▸ What to do:
Reproduce the listing below without any change.

___ Supplied data ___

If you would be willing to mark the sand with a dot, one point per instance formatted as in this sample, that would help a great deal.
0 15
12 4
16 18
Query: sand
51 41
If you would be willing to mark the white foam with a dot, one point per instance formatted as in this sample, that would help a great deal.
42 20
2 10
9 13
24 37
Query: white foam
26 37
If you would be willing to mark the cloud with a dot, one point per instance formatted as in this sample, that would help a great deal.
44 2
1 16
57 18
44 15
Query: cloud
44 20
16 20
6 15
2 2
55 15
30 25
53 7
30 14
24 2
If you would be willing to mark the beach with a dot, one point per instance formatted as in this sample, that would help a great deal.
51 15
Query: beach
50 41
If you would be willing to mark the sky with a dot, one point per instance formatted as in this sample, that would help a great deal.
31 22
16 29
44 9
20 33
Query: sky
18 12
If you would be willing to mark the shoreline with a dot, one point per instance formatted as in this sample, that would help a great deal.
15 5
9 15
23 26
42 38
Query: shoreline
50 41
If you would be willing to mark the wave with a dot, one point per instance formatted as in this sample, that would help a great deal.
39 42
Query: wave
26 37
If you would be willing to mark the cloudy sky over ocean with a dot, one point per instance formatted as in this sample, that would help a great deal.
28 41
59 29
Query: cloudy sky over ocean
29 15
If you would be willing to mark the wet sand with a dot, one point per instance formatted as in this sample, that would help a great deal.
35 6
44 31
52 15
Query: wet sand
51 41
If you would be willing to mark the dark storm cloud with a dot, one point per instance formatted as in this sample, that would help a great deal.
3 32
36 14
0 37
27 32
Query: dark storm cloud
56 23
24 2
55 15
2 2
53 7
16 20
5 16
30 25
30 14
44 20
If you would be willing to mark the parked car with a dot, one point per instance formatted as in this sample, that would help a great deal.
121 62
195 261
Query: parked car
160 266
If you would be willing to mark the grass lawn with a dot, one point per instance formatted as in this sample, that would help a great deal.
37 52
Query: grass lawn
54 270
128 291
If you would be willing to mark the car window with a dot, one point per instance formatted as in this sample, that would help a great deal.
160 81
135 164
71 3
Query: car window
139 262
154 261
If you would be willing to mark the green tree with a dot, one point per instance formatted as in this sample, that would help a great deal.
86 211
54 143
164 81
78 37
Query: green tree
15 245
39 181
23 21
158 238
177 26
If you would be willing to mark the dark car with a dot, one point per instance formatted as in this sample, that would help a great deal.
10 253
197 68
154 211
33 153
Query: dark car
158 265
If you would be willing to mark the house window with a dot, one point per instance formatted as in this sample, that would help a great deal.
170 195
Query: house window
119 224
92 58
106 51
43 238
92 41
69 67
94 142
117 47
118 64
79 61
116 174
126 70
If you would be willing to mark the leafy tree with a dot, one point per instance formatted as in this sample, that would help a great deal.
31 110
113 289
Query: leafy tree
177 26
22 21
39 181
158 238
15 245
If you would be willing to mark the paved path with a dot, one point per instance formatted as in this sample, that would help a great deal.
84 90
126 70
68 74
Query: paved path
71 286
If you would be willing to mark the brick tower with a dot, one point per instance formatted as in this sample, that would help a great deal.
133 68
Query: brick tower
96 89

___

▸ Result below:
If you would be willing to mark the sand with a dot, one point per instance formatted as in this sample, that would help a great deal.
0 15
12 4
16 18
Query: sand
51 41
If you would be willing to mark the white foam with a dot, one point per instance formatted as in this sample, that would help a great deal.
42 20
2 10
9 13
24 37
Query: white foam
26 37
If you would be willing to mark the cloud with a dot, one point per instance formatted as in this sample, that would help a great deal.
44 2
1 16
57 18
44 15
Query: cloud
44 20
16 20
6 15
2 2
55 15
30 25
53 7
30 14
24 2
If you would be willing to mark the beach with a dot, one point per instance formatted as in this sample, that would help a great deal.
51 15
Query: beach
50 41
If you would be willing to mark the sky with a dot, one point per instance formatted as in this sample, that would help a great deal.
31 22
16 29
44 9
20 33
Query: sky
18 12
If you would be willing to mark the shoreline with a dot, one point per instance formatted as in this sample, that would help a great deal.
15 5
9 15
23 26
42 38
Query: shoreline
50 41
If you would be willing to mark the wave with a dot, one point per instance formatted as in this sample, that would help a great deal.
39 42
Query: wave
26 37
If you would be willing to mark the cloudy sky over ocean with a dot, one point per instance formatted as in this sample, that would help a great deal.
28 41
59 29
Query: cloudy sky over ocean
29 15
If you would be willing to mark the wet sand with a dot, one point per instance formatted as in this sample, that would help a great deal.
35 6
44 31
52 15
Query: wet sand
51 41
If you would be willing to mark the dark storm cloud with a dot, one point per instance formatted as in this sample, that would help a great deal.
3 32
36 14
0 37
27 32
Query: dark storm cloud
56 23
24 2
55 15
2 2
53 7
16 20
5 16
30 25
30 14
44 20
If you would be willing to mark the parked car with a dot, one point per instance formatted as in this sample, that would help a great deal.
121 62
195 261
Query: parked car
160 266
If you would be willing to mark the grass lawn with a dot, one point per instance formatted as in this sample, that would help a great deal.
37 52
Query: grass lawn
54 270
128 291
If you would be willing to mark the car window with a dot, one point per instance formatted as in this sample, that would help a great deal.
160 81
135 164
71 3
Query: car window
139 262
154 261
If you would be willing to mark the green tree with a dot, one point per instance formatted as in this sample, that would help a great deal.
86 211
54 143
164 81
78 37
Query: green tree
15 245
39 181
23 21
158 238
177 26
If you would be willing to mark the dark car with a dot, one point per instance formatted as in this sample, that would help a great deal.
10 253
197 68
154 211
33 153
Query: dark car
158 265
If you would be willing to mark the house window with a dot, one point per instance formatted as in this sample, that would help a great deal.
170 195
Query: house window
119 224
92 58
106 51
43 238
92 41
69 67
94 142
117 47
118 64
79 61
116 174
126 70
If you would be willing to mark the leafy tree with a dot, one point per instance formatted as in this sample, that would help a great deal.
31 110
113 289
Query: leafy tree
177 26
22 21
39 181
158 238
15 245
If you would be willing to mark the paved path with a dot, one point per instance formatted as in this sample, that would help a great deal.
84 90
126 70
68 74
Query: paved path
71 286
If you would be willing to mark the brick tower with a dot, one point per instance formatted as in this sample, that would help a great deal.
133 68
Query: brick tower
96 89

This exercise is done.